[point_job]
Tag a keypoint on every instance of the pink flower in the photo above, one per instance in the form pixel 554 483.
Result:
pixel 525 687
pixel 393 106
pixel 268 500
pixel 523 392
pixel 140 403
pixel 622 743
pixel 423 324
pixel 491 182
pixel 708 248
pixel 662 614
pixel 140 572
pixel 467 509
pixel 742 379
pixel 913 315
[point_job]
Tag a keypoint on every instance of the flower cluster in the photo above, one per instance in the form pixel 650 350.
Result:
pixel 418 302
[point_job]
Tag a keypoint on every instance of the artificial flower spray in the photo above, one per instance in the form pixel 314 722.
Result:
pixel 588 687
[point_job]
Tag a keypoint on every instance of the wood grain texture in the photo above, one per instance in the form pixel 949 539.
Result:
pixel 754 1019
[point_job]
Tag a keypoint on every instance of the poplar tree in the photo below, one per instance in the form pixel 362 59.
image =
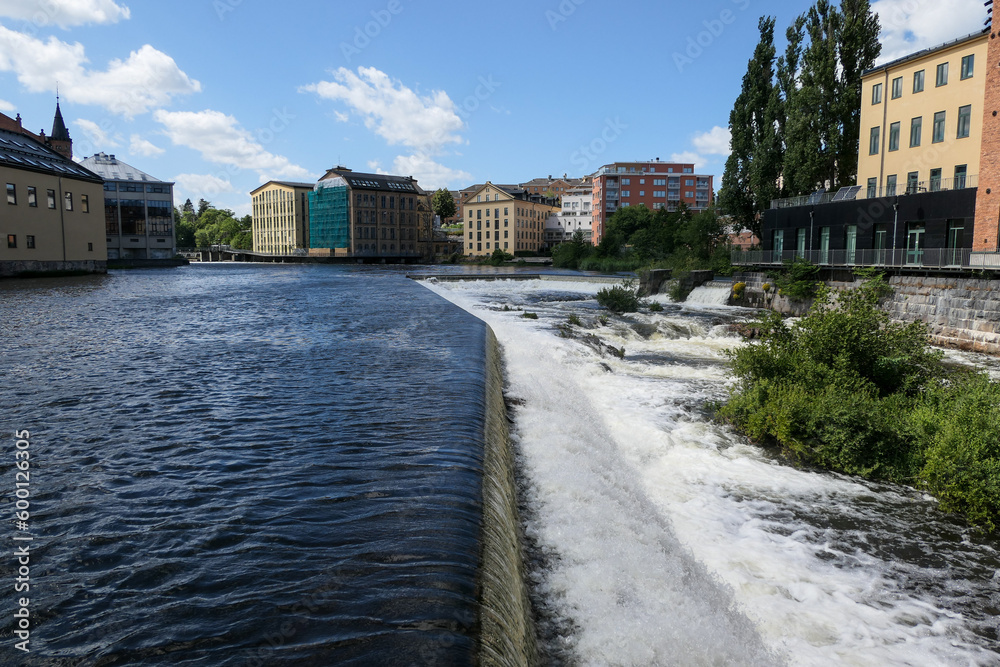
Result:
pixel 753 167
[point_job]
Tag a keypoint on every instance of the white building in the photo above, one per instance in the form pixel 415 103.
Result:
pixel 138 210
pixel 576 215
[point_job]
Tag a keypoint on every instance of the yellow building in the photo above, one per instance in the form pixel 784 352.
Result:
pixel 281 217
pixel 53 217
pixel 922 120
pixel 505 217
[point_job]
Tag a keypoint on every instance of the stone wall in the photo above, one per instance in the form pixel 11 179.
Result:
pixel 960 312
pixel 30 267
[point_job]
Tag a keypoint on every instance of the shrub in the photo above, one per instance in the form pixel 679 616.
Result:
pixel 620 298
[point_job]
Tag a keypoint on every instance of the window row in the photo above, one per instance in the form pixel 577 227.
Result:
pixel 915 185
pixel 938 131
pixel 50 196
pixel 940 79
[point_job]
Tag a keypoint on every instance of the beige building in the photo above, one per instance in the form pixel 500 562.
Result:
pixel 52 217
pixel 281 217
pixel 505 217
pixel 922 120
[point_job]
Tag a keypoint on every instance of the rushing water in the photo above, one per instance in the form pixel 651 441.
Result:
pixel 244 465
pixel 659 538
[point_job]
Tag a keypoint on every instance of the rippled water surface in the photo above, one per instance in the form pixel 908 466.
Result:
pixel 245 465
pixel 660 538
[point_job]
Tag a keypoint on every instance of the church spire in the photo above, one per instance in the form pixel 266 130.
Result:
pixel 59 131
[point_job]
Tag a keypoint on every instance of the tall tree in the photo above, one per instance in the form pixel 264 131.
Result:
pixel 753 167
pixel 443 203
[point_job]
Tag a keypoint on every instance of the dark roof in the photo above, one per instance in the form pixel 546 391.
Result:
pixel 361 181
pixel 22 152
pixel 59 131
pixel 924 52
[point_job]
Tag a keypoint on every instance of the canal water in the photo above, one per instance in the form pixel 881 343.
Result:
pixel 660 538
pixel 283 465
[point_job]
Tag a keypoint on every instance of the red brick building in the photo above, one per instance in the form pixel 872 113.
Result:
pixel 653 183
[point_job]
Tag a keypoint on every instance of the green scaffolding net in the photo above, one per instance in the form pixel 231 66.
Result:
pixel 329 217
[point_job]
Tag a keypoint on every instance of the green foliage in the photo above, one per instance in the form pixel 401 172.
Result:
pixel 799 280
pixel 620 298
pixel 443 203
pixel 848 389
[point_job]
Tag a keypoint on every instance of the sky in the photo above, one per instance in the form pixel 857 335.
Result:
pixel 221 96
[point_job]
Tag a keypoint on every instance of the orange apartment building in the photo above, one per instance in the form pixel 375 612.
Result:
pixel 653 183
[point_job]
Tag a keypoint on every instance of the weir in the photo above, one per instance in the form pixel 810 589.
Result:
pixel 507 631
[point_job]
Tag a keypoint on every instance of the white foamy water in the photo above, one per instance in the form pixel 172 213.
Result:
pixel 668 541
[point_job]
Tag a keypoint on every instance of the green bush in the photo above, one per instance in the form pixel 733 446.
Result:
pixel 848 389
pixel 620 298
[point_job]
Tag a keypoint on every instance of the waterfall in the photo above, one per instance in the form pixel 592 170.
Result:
pixel 711 293
pixel 507 632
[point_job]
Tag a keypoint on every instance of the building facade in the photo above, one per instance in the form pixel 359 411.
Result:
pixel 281 217
pixel 922 120
pixel 505 217
pixel 370 216
pixel 138 210
pixel 575 216
pixel 653 183
pixel 51 218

★ ★ ★ ★

** CHALLENGE **
Can you rewrite all of the lines above with "keypoint" replaced by "marker" everywhere it occurs, keeping everything else the same and leaving out the pictures?

** RESULT OF THIS EXERCISE **
[point_job]
Tag a marker on every instance of the pink flower in the photo above, one per instance in the form pixel 554 483.
Result:
pixel 525 687
pixel 393 106
pixel 268 500
pixel 523 392
pixel 140 403
pixel 622 743
pixel 423 324
pixel 491 182
pixel 708 248
pixel 662 614
pixel 140 572
pixel 467 509
pixel 742 379
pixel 913 315
[point_job]
Tag a marker on every instance of the flower cluster in the photo above, one per instance in the form pixel 650 350.
Result:
pixel 418 302
[point_job]
Tag a marker on every instance of the artificial flower spray in the photo above, one per instance in the form pixel 314 722.
Result:
pixel 588 687
[point_job]
Tag a marker on every instance of the wood grain texture in the photo above, one per instance in the form pixel 949 539.
Result:
pixel 754 1019
[point_job]
Tag a marker on every instance of the poplar tree in the photo below, one per instance in the form pixel 362 59.
image =
Result:
pixel 753 167
[point_job]
Tag a marker on every instance of the white building in the photo above, one per instance in the form pixel 415 103.
Result:
pixel 138 210
pixel 576 215
[point_job]
Tag a marker on every instance of the yellow building in the photo above, one per instance in the form pixel 784 352.
Result:
pixel 281 217
pixel 53 217
pixel 922 120
pixel 505 217
[point_job]
Tag a marker on every instance of the stone wall in the photo above, one per instance in the form pixel 11 179.
Result:
pixel 960 312
pixel 30 267
[point_job]
Tag a marker on every instance of the shrub in the photo above, one per instance in the form pixel 679 616.
Result:
pixel 620 298
[point_job]
Tag a marker on every instance of the window row in the photo above, one per instance in the form pixel 577 227.
Result:
pixel 915 185
pixel 938 131
pixel 50 196
pixel 940 79
[point_job]
Tag a marker on every instance of the beige building in the photo above, one per instance in the form pixel 500 562.
Result:
pixel 52 217
pixel 281 217
pixel 505 217
pixel 922 120
[point_job]
Tag a marker on every instance of the rushing water in the photo above, one per instance in the form pixel 651 441.
Result:
pixel 244 465
pixel 659 538
[point_job]
Tag a marker on every instance of the rippled water surface in the photo above, one per instance in the form pixel 908 466.
Result:
pixel 245 465
pixel 660 538
[point_job]
Tag a marker on every instance of the church spire in the photo above, one per instance in the form pixel 266 130.
Result:
pixel 59 131
[point_job]
Tag a marker on every instance of the tall tree in the photo above, one per instance in the form pixel 264 131.
Result:
pixel 753 167
pixel 443 203
[point_job]
Tag a marker on every instance of the dark roof in the photo above, one per instance in the form pixel 546 391.
Result:
pixel 361 181
pixel 22 152
pixel 59 131
pixel 924 52
[point_job]
Tag a marker on every instance of the canal water in the photo above, one per instance in the form pixel 881 343.
Result:
pixel 660 538
pixel 283 465
[point_job]
Tag a marker on every instance of the red brick building in the photo above, one per instance in the form pixel 872 113.
Result:
pixel 653 183
[point_job]
Tag a marker on every instance of the green scaffolding net in the photo above, one per instance in the form pixel 231 66.
Result:
pixel 329 217
[point_job]
Tag a marker on every instance of the green foliage in the photo above, one per instance in the form pixel 401 172.
Result:
pixel 799 280
pixel 620 298
pixel 443 203
pixel 848 389
[point_job]
Tag a marker on every instance of the sky in the photo above, one per instance in the form pixel 857 335.
Result:
pixel 221 96
[point_job]
Tag a marker on every instance of the orange apartment building in the photo above, one per instance in the form pixel 375 612.
Result:
pixel 653 183
[point_job]
Tag a marker on every instance of the weir in the photo above, one per instance in the form pixel 810 589.
Result:
pixel 507 631
[point_job]
Tag a marker on every instance of the white foamy water in the photo above, one per instance in the form pixel 172 213.
Result:
pixel 668 541
[point_job]
Tag a marker on every instance of the green bush in the photo above, one per instance in the form pixel 733 446.
Result:
pixel 848 389
pixel 620 298
[point_job]
Tag a marker on every instance of the waterfall in the photo above, one per instance in the form pixel 592 170.
Result:
pixel 711 293
pixel 507 632
[point_job]
Tag a marker on every instance of the building facade in the photo above, one per instance in the form pixel 359 411.
Result:
pixel 281 217
pixel 922 120
pixel 505 217
pixel 370 216
pixel 138 210
pixel 575 216
pixel 653 183
pixel 51 218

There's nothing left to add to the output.